## Stated exercise 1
In the listing below, collect every line that contains the string "cloud".

# Search videos using fast.ai

## Overview

We want to find moments when a bicycle appears in a video.

### Transfer learning with a pre-trained model

This notebook assumes you have gone through the steps of the pervious notebook in this folder, `dd-sorting-images-with-fastai`.

## The Plan

The goal is to see if we can spot something specific in a video. This would be useful especially if you had hours of video you didn't have time to watch.

In our case, we'll try to spot bicycles in this video:

Our plan is:

- Download training images sorted into folders labeled "bike" and "nobike"
- Download a computer-vision model pre-trained on 1.2 million images
- Further train that model with our bike/nobike images
- Chop up our video into frames
- Use the model to detect bikes in frames

## Credits

This notebook is based on the early lessons in [Practical Deep Learning for Coders](https://course.fast.ai/), taught online by Jeremy Howard. I **highly** recommend this free online course. 

-- John Keefe, [Quartz](https://qz.com), October 2019

## Setup

### For those using Google Colaboratory ...

Be aware that Google Colab instances are ephemeral -- they vanish *Poof* when you close them, or after a period of sitting idle (currently 90 minutes), or if you use one for more than 12 hours.

If you're using Google Colaboratory, be sure to set your runtime to "GPU" which speeds up your notebook for machine learning:

![change runtime](https://qz-aistudio-public.s3.amazonaws.com/workshops/notebook_images/change_runtime_2.jpg)
![pick gpu](https://qz-aistudio-public.s3.amazonaws.com/workshops/notebook_images/pick_gpu_2.jpg)

Then run this cell:

In [None]:
## ALL GOOGLE COLAB USERS RUN THIS CELL

## This runs a script that installs fast.ai
!curl -s https://projects.datanews.studio/fastai/colabV1 | bash

### For those _not_ using Google Colaboratory ...

This section is just for people who decide to use one of the notebooks on a system other than Google Colaboartory. 

Those people should run the cell below.

In [None]:
## NON-COLABORATORY USERS SHOULD RUN THIS CELL
%reload_ext autoreload
%autoreload 2
%matplotlib inline
!sudo apt --yes install ffmpeg

### Everybody do this ...

Everyone needs to run the next cell, which initializes the Python libraries we'll use in this notebook.

In [None]:
## AND *EVERYBODY* SHOULD RUN THIS CELL
import glob
import warnings
warnings.filterwarnings('ignore')
from fastai.vision import *
from fastai.metrics import error_rate
from IPython.display import Image as Show
import fastai
print(f'fastai: {fastai.__version__}')
print(f'cuda: {torch.cuda.is_available()}')

## The Data

We'll be analyzing a video later, so that's in our data download.

Also in the download are two folders:

- "nobike" has 55 images that don't contain bikes
- "bike" has another 55 images with bikes

_Note that this is an incredibly small data set to work from! Just 110 images total._

Let's get the video and the "bike" and "nobike" images, which are in the folders `bike` and `nobike` respectively.

In [None]:
!wget -N https://qz-aistudio-public.s3.amazonaws.com/workshops/bikes_data.zip --quiet
!unzip -q bikes_data.zip
print('Done!')

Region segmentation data

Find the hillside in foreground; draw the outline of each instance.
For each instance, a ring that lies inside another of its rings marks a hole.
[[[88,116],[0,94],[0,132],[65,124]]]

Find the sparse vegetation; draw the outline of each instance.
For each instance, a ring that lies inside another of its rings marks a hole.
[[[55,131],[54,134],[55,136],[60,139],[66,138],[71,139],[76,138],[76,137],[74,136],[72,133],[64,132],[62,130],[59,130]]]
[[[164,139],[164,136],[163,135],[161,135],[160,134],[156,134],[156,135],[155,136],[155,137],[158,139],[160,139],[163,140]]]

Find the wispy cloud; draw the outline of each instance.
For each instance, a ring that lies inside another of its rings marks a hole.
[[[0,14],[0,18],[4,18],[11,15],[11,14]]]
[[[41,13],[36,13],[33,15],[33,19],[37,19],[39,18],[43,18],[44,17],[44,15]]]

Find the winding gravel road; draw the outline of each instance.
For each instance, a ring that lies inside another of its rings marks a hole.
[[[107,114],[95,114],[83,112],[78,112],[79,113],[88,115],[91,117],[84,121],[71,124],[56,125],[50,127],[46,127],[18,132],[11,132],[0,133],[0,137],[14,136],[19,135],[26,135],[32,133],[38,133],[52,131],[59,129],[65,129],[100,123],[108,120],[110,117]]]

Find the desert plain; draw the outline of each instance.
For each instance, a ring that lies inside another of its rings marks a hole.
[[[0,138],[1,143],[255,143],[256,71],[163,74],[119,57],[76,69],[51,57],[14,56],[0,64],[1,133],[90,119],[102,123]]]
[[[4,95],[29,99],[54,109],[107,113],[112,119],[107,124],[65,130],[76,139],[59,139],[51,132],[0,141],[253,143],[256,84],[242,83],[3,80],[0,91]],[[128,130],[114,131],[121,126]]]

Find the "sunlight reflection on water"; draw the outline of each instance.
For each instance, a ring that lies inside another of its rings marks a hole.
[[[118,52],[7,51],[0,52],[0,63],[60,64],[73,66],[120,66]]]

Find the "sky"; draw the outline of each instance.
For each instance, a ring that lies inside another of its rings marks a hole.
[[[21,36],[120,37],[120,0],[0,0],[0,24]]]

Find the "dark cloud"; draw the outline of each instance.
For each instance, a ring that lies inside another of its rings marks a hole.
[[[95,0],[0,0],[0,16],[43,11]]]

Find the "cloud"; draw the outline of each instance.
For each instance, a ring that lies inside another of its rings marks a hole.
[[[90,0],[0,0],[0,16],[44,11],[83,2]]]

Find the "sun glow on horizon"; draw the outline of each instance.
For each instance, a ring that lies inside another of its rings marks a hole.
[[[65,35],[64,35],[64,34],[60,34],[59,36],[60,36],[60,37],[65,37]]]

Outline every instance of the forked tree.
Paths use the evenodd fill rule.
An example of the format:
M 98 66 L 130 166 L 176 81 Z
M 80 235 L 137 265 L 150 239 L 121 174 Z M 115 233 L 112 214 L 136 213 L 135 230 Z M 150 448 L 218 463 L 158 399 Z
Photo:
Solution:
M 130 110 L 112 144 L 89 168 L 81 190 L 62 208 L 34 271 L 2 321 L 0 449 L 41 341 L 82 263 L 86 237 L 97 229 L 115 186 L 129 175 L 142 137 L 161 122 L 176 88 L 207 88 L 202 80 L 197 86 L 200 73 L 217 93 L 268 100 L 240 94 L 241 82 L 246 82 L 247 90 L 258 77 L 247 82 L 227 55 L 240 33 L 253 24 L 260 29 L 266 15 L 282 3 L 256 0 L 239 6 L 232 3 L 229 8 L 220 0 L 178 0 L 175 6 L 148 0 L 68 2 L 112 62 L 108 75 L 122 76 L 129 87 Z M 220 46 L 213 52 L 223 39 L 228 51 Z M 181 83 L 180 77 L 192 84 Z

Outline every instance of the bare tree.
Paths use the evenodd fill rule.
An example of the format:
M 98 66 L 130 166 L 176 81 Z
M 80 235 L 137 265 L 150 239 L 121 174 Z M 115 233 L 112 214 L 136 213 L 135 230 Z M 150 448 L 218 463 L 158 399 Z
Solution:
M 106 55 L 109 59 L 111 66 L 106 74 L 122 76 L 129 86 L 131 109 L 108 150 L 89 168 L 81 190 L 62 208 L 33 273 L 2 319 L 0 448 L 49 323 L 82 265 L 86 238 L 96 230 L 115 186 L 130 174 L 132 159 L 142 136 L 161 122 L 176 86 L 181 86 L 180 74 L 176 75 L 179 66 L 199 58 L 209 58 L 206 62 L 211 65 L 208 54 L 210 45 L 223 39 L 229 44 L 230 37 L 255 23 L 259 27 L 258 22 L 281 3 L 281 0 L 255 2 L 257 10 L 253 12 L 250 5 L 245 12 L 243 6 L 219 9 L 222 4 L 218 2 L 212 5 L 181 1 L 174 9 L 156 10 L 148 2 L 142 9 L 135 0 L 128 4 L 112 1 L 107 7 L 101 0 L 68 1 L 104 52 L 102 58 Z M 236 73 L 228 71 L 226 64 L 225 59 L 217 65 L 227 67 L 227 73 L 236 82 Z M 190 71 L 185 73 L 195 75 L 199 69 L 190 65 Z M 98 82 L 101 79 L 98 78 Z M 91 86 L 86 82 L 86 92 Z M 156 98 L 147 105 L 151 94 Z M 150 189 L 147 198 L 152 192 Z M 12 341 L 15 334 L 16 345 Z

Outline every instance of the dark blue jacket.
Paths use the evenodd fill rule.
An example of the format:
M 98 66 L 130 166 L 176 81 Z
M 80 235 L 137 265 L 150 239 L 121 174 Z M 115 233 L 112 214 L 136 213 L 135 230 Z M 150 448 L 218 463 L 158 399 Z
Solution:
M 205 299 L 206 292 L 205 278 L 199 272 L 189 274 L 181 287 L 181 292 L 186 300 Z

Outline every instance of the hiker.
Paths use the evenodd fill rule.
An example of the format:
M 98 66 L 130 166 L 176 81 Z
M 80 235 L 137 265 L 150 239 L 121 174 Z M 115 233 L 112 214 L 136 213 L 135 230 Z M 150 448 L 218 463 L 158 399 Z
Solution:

## Stated exercise 2
Reproduce a passage from the video-search tutorial verbatim. Start at the words "### For those _not_" and end after the words "the cell below.".

## Exercise solution 1
Find the wispy cloud; draw the outline of each instance.
Find the "dark cloud"; draw the outline of each instance.
Find the "cloud"; draw the outline of each instance.

## Exercise solution 2
### For those _not_ using Google Colaboratory ...

This section is just for people who decide to use one of the notebooks on a system other than Google Colaboartory. 

Those people should run the cell below.